* What the task asks: Where a line in the records below includes "green", pull that line out.

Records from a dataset
##########

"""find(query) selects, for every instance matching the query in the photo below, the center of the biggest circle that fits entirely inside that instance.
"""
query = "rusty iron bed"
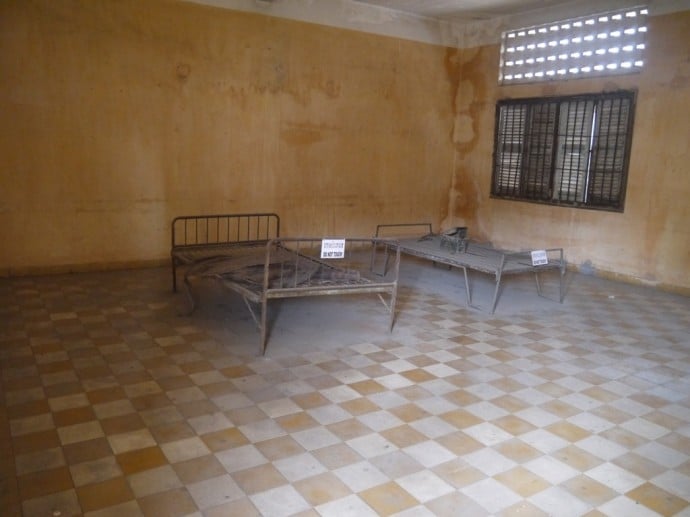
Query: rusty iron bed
(262, 270)
(455, 249)
(199, 237)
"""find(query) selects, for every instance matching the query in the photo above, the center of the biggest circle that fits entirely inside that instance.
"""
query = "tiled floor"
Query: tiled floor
(114, 404)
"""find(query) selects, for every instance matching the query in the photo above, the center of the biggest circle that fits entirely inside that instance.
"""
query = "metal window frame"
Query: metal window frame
(533, 157)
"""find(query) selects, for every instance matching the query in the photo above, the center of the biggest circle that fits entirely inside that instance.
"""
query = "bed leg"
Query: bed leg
(498, 286)
(468, 292)
(262, 344)
(394, 298)
(174, 276)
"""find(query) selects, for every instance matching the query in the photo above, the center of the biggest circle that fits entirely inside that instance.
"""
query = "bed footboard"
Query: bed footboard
(199, 237)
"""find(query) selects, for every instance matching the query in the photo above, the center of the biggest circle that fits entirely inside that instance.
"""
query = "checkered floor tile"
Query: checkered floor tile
(113, 403)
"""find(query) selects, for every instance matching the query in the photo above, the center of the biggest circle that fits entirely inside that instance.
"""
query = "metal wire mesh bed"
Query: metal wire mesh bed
(295, 267)
(418, 239)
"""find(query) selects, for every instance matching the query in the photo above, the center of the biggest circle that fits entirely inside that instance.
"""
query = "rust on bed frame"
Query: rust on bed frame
(292, 267)
(417, 239)
(199, 237)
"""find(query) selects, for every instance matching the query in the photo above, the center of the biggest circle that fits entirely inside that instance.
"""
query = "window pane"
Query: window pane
(539, 155)
(564, 150)
(572, 159)
(508, 166)
(608, 162)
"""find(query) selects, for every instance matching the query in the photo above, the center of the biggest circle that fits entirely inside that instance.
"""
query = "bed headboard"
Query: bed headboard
(219, 229)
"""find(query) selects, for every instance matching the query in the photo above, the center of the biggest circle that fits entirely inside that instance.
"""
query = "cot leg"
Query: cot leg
(497, 288)
(262, 344)
(468, 292)
(394, 297)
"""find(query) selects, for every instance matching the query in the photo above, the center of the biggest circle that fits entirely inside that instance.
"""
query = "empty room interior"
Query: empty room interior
(344, 258)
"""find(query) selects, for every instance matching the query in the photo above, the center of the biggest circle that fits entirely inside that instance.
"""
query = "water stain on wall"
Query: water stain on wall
(467, 102)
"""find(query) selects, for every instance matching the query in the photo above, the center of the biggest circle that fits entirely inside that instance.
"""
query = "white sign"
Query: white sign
(539, 258)
(332, 248)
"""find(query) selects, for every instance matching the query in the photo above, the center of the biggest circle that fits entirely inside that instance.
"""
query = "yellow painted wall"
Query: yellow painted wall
(648, 243)
(118, 115)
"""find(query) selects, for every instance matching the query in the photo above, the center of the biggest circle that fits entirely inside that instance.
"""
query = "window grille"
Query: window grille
(570, 151)
(602, 44)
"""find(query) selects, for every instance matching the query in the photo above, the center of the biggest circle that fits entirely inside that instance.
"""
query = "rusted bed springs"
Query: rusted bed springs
(468, 255)
(278, 269)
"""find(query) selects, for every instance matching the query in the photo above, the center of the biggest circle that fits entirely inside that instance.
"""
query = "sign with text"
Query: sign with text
(539, 258)
(332, 248)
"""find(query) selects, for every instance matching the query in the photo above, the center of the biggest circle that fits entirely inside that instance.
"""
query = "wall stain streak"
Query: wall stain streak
(467, 102)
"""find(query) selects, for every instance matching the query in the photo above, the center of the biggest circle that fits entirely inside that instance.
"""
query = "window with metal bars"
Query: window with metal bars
(570, 151)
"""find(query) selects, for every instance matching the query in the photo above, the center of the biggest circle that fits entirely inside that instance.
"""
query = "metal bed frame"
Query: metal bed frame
(469, 255)
(199, 237)
(291, 267)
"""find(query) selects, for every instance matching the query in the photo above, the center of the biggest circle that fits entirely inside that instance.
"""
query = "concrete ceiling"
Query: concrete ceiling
(453, 23)
(466, 10)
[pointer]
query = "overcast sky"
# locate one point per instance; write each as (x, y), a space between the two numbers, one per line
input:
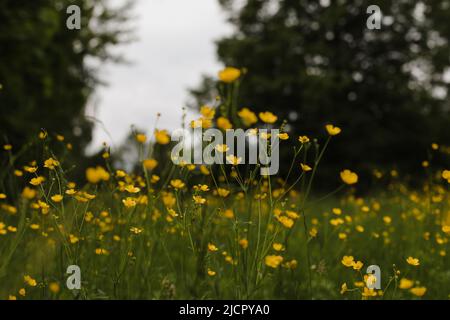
(175, 46)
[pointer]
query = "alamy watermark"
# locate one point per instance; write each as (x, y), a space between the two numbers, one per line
(237, 147)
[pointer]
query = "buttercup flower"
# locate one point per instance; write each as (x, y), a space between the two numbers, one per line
(413, 261)
(405, 283)
(349, 177)
(273, 261)
(141, 138)
(332, 130)
(247, 116)
(348, 261)
(268, 117)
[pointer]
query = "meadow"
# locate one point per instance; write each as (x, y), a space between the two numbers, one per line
(166, 231)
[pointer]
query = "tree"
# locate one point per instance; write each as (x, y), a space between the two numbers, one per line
(315, 62)
(48, 72)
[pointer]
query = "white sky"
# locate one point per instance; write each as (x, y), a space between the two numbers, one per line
(174, 47)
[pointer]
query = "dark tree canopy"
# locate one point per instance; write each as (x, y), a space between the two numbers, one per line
(47, 71)
(314, 62)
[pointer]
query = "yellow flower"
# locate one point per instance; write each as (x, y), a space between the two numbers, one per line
(332, 130)
(162, 137)
(28, 193)
(349, 177)
(207, 112)
(222, 148)
(129, 202)
(418, 291)
(413, 261)
(305, 167)
(37, 181)
(357, 265)
(57, 198)
(212, 247)
(211, 273)
(278, 247)
(51, 163)
(199, 199)
(348, 261)
(268, 117)
(121, 173)
(229, 74)
(292, 214)
(273, 261)
(70, 192)
(283, 136)
(141, 138)
(177, 184)
(303, 139)
(223, 123)
(136, 230)
(405, 283)
(54, 287)
(229, 214)
(30, 281)
(248, 117)
(285, 221)
(30, 169)
(132, 189)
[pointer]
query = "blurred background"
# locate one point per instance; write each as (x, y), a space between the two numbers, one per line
(310, 62)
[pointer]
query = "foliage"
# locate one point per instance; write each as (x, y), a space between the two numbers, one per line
(315, 61)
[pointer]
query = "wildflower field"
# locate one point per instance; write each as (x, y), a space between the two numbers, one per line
(187, 231)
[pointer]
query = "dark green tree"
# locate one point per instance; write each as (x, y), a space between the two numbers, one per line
(314, 62)
(48, 72)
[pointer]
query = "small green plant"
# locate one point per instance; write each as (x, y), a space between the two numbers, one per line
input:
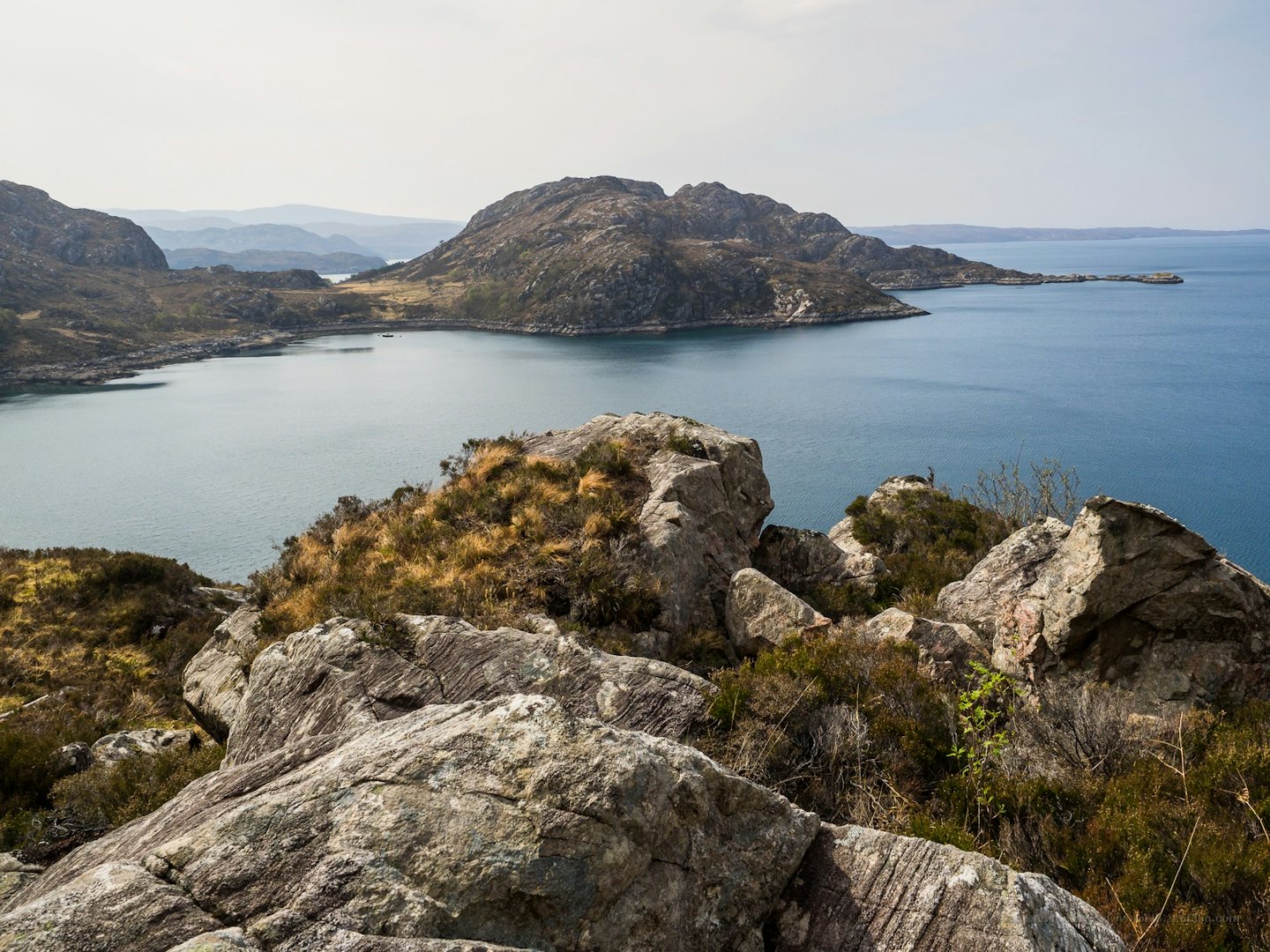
(983, 733)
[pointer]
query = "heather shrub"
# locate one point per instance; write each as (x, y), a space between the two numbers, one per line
(508, 534)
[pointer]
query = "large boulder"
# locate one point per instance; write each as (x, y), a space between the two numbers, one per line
(803, 560)
(147, 741)
(1127, 594)
(946, 648)
(216, 677)
(346, 673)
(761, 614)
(863, 889)
(508, 822)
(706, 502)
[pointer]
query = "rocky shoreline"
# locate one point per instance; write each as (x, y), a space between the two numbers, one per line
(123, 366)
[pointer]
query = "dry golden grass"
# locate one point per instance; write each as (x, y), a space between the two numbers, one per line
(508, 534)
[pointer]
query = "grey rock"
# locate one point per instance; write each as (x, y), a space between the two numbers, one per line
(703, 513)
(216, 677)
(843, 536)
(16, 874)
(989, 596)
(893, 487)
(761, 614)
(72, 758)
(863, 889)
(802, 560)
(344, 673)
(507, 822)
(121, 746)
(108, 906)
(1129, 597)
(946, 648)
(220, 941)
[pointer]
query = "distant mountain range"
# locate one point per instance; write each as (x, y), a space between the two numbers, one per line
(265, 260)
(306, 228)
(973, 234)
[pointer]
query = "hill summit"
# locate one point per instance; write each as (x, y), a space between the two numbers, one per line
(603, 254)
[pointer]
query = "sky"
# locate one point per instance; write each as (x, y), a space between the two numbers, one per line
(880, 112)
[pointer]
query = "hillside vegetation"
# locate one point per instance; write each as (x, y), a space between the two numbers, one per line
(92, 643)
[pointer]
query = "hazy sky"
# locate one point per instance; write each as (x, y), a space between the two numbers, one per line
(993, 112)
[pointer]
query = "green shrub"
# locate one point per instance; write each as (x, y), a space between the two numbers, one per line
(508, 534)
(926, 539)
(852, 730)
(103, 798)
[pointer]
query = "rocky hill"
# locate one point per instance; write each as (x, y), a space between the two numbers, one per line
(573, 700)
(254, 238)
(606, 254)
(79, 287)
(334, 263)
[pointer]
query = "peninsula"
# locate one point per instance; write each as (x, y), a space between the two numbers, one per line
(86, 297)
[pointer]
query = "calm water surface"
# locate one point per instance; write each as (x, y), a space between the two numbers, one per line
(1154, 394)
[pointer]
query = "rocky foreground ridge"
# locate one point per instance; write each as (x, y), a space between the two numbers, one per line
(421, 782)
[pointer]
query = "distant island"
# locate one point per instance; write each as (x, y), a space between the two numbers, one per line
(86, 296)
(973, 234)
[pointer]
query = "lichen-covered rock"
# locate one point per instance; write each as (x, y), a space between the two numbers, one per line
(508, 822)
(72, 758)
(149, 741)
(706, 502)
(803, 560)
(947, 648)
(986, 598)
(347, 673)
(761, 614)
(862, 889)
(16, 874)
(216, 677)
(1127, 594)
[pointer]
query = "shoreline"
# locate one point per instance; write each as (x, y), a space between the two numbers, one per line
(130, 365)
(123, 366)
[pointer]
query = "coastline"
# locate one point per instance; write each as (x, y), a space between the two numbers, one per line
(122, 366)
(129, 365)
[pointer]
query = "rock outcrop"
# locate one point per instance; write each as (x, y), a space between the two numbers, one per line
(947, 648)
(761, 614)
(149, 741)
(344, 674)
(862, 889)
(216, 677)
(803, 560)
(703, 513)
(507, 822)
(1128, 596)
(608, 254)
(16, 874)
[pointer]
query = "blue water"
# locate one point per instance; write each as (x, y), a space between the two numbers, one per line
(1154, 394)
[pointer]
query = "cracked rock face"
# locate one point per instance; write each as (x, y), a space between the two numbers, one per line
(803, 559)
(215, 678)
(1127, 594)
(946, 648)
(761, 614)
(344, 674)
(703, 513)
(511, 822)
(862, 889)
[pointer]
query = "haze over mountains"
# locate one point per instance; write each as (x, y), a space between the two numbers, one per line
(210, 236)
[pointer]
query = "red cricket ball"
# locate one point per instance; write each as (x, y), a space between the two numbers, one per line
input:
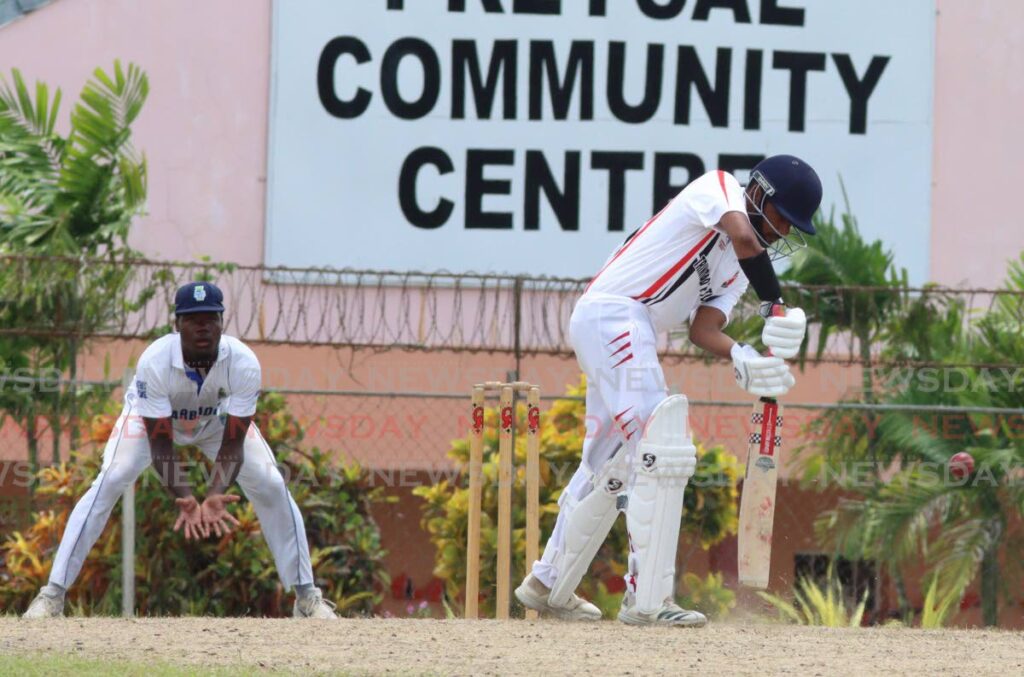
(961, 465)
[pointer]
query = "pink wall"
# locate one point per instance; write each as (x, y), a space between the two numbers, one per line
(204, 128)
(978, 140)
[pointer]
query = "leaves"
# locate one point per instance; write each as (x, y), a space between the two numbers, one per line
(818, 604)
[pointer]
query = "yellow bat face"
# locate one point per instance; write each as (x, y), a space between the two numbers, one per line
(757, 503)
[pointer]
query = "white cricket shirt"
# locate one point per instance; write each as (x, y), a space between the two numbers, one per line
(164, 387)
(679, 259)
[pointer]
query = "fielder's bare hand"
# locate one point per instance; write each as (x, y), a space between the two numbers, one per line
(190, 516)
(215, 514)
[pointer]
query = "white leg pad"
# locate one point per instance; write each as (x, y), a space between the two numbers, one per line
(667, 459)
(588, 523)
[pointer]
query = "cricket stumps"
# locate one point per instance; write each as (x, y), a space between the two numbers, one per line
(506, 423)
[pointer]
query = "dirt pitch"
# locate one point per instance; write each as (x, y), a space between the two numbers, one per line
(518, 647)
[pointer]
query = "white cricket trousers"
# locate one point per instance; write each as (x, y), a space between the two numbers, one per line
(615, 345)
(127, 455)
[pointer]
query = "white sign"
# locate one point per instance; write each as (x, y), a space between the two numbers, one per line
(531, 136)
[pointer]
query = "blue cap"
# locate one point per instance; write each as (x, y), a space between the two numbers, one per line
(793, 186)
(199, 297)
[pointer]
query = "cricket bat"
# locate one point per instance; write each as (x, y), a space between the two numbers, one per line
(757, 504)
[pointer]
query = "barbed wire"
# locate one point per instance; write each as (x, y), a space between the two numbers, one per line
(382, 310)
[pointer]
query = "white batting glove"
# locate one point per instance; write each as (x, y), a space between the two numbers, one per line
(765, 377)
(783, 334)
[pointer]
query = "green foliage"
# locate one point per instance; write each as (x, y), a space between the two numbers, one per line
(710, 503)
(65, 200)
(708, 595)
(962, 531)
(938, 606)
(818, 604)
(231, 576)
(836, 257)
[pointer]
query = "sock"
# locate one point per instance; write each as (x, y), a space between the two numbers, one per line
(53, 590)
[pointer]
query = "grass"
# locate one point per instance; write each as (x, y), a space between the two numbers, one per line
(46, 664)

##########

* Solution to this exercise:
query = "dark green tree"
query = "small green plant"
query = "green shrub"
query = "green foliage"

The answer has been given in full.